Dataset records =>

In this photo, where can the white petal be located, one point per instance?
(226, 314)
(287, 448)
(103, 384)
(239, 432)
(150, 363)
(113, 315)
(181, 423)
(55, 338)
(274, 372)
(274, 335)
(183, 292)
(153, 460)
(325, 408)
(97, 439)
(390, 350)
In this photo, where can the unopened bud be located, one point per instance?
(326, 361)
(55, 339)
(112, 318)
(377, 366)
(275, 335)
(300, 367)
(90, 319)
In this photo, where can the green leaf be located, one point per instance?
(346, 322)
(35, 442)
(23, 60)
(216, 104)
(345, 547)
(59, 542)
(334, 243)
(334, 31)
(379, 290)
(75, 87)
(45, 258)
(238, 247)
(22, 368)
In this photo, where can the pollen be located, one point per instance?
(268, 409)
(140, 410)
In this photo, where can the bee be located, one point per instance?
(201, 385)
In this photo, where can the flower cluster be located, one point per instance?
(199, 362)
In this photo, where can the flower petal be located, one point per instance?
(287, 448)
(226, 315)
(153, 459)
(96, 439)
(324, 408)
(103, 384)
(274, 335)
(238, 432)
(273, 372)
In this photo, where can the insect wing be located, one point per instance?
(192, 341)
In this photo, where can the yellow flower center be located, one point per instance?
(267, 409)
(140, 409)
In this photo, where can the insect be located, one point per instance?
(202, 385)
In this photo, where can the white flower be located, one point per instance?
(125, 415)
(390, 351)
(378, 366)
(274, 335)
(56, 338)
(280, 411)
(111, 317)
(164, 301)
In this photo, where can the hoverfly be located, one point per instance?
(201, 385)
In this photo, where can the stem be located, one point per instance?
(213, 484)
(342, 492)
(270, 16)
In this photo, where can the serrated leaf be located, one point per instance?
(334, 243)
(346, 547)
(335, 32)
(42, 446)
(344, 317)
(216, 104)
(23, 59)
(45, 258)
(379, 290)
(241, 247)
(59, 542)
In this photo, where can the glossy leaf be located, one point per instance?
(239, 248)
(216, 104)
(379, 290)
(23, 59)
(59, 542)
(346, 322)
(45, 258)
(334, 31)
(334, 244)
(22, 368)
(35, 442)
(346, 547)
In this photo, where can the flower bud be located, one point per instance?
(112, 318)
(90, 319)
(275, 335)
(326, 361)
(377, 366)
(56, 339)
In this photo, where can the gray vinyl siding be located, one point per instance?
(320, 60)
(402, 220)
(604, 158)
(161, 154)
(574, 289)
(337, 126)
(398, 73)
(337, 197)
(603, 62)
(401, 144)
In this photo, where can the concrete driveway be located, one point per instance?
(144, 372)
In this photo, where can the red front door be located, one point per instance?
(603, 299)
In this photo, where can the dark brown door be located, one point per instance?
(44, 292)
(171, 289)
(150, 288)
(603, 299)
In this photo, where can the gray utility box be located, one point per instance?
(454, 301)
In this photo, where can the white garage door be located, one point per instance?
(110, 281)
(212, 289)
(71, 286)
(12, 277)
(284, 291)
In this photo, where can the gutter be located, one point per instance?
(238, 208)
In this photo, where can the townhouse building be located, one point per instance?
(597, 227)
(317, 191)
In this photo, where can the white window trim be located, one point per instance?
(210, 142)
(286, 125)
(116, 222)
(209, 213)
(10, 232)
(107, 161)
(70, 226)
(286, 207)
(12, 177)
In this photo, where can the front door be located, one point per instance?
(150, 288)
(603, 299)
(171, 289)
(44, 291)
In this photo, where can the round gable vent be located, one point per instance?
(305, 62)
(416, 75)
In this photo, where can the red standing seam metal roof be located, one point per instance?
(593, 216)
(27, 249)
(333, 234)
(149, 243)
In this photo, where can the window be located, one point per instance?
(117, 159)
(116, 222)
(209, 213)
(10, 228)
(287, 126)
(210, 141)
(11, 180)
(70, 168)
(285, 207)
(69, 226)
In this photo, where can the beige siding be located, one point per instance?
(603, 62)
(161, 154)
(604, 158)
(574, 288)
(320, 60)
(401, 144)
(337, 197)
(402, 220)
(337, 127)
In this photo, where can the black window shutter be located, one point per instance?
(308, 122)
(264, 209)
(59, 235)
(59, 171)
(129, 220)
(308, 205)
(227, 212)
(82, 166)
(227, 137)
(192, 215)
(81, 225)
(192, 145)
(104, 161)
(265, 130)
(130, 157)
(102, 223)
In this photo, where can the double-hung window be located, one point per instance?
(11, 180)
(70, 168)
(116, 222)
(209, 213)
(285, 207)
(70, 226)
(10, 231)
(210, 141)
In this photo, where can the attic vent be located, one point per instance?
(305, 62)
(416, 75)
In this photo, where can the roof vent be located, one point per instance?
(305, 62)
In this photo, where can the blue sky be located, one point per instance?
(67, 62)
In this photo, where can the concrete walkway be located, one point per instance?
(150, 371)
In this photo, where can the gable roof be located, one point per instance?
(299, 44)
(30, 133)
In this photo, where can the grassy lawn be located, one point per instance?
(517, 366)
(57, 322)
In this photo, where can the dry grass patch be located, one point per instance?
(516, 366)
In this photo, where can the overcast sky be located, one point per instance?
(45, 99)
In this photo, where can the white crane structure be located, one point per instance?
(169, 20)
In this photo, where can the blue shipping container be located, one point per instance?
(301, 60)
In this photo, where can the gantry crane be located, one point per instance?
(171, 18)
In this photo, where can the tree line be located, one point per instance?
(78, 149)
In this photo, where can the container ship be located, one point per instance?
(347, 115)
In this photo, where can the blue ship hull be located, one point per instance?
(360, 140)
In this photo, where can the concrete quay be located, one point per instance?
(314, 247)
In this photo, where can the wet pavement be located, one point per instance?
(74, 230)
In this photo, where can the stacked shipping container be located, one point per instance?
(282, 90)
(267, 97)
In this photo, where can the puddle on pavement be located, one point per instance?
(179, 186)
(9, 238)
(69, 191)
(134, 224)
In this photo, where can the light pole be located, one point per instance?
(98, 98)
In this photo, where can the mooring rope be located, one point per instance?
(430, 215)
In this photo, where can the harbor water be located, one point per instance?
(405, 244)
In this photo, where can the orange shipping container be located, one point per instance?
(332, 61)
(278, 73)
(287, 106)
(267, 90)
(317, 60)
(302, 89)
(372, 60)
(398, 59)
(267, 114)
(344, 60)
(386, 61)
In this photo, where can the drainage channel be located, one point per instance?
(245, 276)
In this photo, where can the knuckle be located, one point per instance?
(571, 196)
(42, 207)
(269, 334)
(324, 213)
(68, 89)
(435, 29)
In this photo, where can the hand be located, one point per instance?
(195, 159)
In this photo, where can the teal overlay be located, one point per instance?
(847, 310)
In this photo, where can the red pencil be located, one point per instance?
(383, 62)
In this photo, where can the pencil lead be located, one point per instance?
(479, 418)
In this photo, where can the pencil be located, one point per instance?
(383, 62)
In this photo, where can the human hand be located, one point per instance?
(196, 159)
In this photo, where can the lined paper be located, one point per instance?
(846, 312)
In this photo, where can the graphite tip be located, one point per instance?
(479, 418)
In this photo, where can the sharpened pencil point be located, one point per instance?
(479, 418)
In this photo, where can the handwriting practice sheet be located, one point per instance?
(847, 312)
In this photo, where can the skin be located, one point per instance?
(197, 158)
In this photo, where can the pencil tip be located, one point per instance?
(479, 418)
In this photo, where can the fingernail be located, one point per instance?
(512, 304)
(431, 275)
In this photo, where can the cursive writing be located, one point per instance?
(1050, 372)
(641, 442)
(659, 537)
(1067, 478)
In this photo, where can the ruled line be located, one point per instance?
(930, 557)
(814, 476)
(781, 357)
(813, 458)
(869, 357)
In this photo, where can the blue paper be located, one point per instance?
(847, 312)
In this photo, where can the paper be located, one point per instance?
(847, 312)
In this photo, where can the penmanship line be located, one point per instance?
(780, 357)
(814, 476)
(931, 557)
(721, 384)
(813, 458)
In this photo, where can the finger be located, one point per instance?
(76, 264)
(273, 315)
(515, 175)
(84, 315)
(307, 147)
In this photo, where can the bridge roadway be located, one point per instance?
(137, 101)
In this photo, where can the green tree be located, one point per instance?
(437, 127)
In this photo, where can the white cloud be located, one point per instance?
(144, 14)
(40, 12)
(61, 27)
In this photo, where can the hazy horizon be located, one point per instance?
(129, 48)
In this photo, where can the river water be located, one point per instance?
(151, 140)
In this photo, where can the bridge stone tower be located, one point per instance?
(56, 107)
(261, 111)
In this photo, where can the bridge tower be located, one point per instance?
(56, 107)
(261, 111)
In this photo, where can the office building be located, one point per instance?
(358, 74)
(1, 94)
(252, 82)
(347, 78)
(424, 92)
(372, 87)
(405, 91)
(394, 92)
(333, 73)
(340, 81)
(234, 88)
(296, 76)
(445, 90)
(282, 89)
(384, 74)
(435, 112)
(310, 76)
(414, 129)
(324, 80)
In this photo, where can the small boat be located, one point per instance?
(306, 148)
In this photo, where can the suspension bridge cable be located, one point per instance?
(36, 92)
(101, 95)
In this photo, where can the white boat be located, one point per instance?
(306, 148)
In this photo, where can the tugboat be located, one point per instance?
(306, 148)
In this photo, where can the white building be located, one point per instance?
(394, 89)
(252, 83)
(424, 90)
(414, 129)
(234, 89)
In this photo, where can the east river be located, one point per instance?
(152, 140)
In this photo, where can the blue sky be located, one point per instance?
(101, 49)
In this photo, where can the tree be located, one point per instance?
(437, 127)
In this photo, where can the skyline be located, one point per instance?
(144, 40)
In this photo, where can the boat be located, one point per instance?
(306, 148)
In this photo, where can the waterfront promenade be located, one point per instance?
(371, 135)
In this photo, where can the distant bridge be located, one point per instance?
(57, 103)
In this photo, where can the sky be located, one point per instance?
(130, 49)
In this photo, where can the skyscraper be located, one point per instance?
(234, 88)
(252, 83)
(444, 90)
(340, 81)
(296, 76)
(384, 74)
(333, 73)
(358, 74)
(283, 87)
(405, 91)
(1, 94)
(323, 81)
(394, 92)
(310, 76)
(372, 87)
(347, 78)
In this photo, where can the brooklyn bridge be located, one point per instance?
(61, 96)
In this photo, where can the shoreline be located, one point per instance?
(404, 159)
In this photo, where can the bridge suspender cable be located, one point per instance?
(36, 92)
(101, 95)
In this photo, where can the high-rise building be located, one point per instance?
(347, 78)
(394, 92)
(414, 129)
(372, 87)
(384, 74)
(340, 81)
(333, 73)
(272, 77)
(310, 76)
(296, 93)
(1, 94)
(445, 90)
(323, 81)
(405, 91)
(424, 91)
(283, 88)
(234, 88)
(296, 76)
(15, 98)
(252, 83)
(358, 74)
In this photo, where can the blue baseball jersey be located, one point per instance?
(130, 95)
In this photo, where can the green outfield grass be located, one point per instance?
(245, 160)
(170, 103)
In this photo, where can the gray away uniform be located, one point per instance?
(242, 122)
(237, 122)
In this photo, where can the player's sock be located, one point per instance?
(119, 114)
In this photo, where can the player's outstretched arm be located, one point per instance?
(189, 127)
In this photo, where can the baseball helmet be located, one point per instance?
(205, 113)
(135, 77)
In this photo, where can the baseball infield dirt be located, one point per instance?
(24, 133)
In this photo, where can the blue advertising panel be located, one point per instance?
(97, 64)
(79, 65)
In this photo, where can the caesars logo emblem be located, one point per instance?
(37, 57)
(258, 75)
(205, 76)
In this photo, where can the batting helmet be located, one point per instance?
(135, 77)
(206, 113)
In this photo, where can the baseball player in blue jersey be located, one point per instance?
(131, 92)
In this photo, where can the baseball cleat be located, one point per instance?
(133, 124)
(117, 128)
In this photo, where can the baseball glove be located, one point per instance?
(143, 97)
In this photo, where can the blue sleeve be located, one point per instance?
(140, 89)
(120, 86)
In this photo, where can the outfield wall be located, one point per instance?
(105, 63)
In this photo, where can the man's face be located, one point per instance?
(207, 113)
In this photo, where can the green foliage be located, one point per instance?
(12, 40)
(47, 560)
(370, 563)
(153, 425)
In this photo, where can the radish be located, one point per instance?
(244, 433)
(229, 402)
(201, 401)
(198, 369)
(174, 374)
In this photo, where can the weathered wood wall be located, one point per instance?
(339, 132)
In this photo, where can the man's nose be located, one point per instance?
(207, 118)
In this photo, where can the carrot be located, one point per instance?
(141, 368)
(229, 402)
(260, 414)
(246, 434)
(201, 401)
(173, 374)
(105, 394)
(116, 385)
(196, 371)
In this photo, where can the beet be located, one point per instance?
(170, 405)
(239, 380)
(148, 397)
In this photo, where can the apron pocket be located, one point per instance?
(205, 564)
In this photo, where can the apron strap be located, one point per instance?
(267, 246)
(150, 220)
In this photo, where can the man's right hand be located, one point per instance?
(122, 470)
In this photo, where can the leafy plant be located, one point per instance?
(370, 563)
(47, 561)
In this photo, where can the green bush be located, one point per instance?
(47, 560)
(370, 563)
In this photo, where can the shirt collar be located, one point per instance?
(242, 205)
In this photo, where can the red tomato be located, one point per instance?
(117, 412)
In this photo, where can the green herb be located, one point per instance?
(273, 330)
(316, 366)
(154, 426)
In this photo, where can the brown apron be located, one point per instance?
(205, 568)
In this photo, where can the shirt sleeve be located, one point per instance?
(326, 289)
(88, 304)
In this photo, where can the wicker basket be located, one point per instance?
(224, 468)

Goal => In the listing above, find the line containing "In this photo, where can the man's right", then reproduce it and each line after it through the end, exactly and with nothing added.

Task response =>
In this photo, where can the man's right hand be located, one point per instance?
(122, 470)
In this photo, where can the leafy plant be located, one point per instance?
(370, 563)
(47, 561)
In this photo, where can the green bush be located, one point per instance?
(47, 560)
(370, 563)
In this photo, where can the shirt collar be located, one point per instance?
(242, 205)
In this photo, where can the red tomato be located, one point per instance?
(117, 412)
In this photo, where can the green herb be located, one point per instance?
(273, 330)
(316, 366)
(154, 426)
In this photo, where can the brown apron be located, one point per instance?
(205, 568)
In this photo, where can the shirt sleeve be located, one point per instance?
(326, 289)
(88, 304)
In this photo, where can the wicker basket be located, one point per instance?
(224, 468)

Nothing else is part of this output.